However, we acknowledge that predefined Tx/Rx configurations may have lower resolution due to fewer antenna elements. For instance, a 2×2 array might only achieve 2–3° resolution. GSRF can flexibly accommodate such settings by training and evaluating at the available resolution without modification, since the orthographic splatting and loss functions operate on arbitrary ray grids. This makes our method hardware-agnostic and adaptable.

For Single-Antenna Configurations. In single-antenna cases, the received signal is a scalar (power) aggregated omnidirectionally, per antenna theory and has no inherent angular resolution. Here, we discretize the spherical rendering at 1° to ensure thorough coverage of propagation paths while maintaining computational efficiency. Finer bins (e.g., 0.5°) increase the ray count without significant fidelity gains, while coarser bins (e.g., 5°) may miss interference patterns. Our 1° choice aligns with conventions in RF Computer-Aided Design (CAD) scene model-based simulation tools such as Wireless InSite and the MATLAB Ray Tracing toolbox.

Q4 – Multipath Effects

Thank you for your comment on how GSRF captures and validates multipath effects, and its dependency on ray tracing. We'll address this step by step, grounding our explanation in the model's design and empirical approach.

DATASET CONTENT:
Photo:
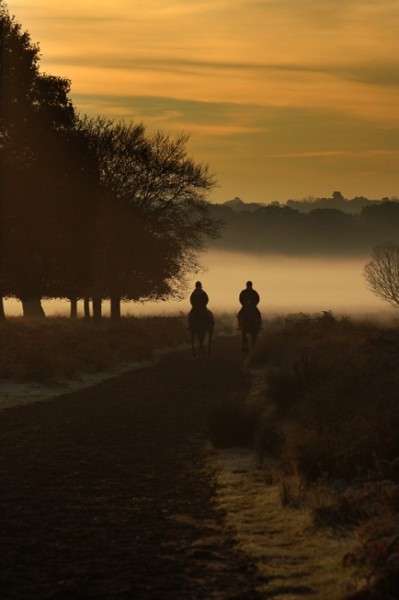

PROBLEM DESCRIPTION:
Continue the passage on GSRF, starting after its last sentence. The material has no connection to the passage on GSRF.

ANSWER TO THE TASK:
Design. GSRF is designed to capture multipath effects by representing the RF scene as a collection of complex-valued 3D Gaussians, where each Gaussian serves as a primitive that approximates a propagation path or interaction point. This design is grounded in RF physics: multipath requires modeling multiple signal paths, each introducing amplitude attenuation and phase shifts. GSRF handles this using complex-valued radiance and transmittance attributes, encoded via a Fourier–Legendre basis that models directional and frequency-sensitive variations.

The capture of multipath is inherently tied to our ray tracing process, which emits rays from the receiver across a spherical surface and aggregates the contributions of intersecting Gaussians. Transmittance encodes phase shifts and attenuation due to path length. Summing complex contributions allows for phase-based interference—constructive when the phase difference is near zero and destructive when near π. This process effectively discretizes the continuous wave propagation integral. Without ray tracing, these path-specific interactions would be lost, and aggregation would reduce to a naive amplitude blending, which is insufficient for RF modeling at centimeter-scale wavelengths.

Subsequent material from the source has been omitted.